## Given instruction
Write out the material below word for word, starting at its first line and ending with the line that contains "537,0,958,816", both ends included.

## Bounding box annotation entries
++++++++++++++++++++

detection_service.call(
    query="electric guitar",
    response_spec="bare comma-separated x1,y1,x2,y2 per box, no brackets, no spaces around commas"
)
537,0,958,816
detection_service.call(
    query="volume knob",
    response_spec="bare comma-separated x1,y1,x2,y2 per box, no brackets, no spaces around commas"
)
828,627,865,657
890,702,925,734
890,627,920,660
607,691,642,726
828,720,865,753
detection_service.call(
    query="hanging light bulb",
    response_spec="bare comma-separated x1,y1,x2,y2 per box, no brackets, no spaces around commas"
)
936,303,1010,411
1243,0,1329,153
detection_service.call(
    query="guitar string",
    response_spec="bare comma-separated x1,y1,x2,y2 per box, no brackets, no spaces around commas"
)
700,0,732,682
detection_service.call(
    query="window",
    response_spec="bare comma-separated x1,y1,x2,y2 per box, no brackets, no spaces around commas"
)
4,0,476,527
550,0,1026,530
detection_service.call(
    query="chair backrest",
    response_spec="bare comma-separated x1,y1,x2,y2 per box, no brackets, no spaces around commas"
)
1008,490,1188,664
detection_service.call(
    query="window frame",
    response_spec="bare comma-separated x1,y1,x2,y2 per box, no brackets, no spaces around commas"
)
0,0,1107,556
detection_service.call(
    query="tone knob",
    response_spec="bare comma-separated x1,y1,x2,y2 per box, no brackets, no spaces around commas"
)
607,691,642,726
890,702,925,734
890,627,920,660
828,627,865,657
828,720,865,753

++++++++++++++++++++

## Reply to the exercise
detection_service.call(
    query="electric guitar",
    response_spec="bare comma-separated x1,y1,x2,y2 per box, no brackets, no spaces around commas"
)
537,0,958,816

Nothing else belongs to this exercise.